SOURCE DATA -
════════════════════

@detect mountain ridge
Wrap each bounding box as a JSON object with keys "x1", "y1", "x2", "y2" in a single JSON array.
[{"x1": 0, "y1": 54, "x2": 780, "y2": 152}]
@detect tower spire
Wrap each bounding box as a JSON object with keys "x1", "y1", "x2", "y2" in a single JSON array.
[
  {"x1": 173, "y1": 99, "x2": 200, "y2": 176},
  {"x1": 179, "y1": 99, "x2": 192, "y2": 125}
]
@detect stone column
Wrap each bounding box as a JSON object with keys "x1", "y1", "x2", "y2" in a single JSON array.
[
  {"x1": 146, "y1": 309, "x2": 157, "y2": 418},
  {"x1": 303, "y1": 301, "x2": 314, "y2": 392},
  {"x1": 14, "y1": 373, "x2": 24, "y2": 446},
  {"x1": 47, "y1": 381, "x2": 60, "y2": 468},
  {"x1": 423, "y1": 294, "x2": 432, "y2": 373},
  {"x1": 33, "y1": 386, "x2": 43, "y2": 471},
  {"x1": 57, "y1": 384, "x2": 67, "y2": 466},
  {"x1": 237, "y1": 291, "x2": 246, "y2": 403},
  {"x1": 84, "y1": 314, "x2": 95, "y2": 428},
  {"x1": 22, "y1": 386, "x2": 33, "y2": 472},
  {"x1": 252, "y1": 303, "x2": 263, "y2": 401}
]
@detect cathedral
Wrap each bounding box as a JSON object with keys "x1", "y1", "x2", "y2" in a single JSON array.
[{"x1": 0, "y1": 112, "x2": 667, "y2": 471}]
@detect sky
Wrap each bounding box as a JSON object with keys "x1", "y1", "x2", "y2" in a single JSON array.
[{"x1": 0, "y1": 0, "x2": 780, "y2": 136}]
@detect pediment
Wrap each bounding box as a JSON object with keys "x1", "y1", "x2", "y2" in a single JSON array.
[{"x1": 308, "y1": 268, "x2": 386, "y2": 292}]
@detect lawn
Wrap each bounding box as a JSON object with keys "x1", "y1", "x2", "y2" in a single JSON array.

════════════════════

EXERCISE BRIEF -
Locate every line in the entries above that contains the string "detect" and copy each of those lines. Case counts.

SOLUTION TO THIS EXERCISE -
@detect mountain ridge
@detect tower spire
@detect stone column
@detect cathedral
@detect sky
@detect pediment
@detect lawn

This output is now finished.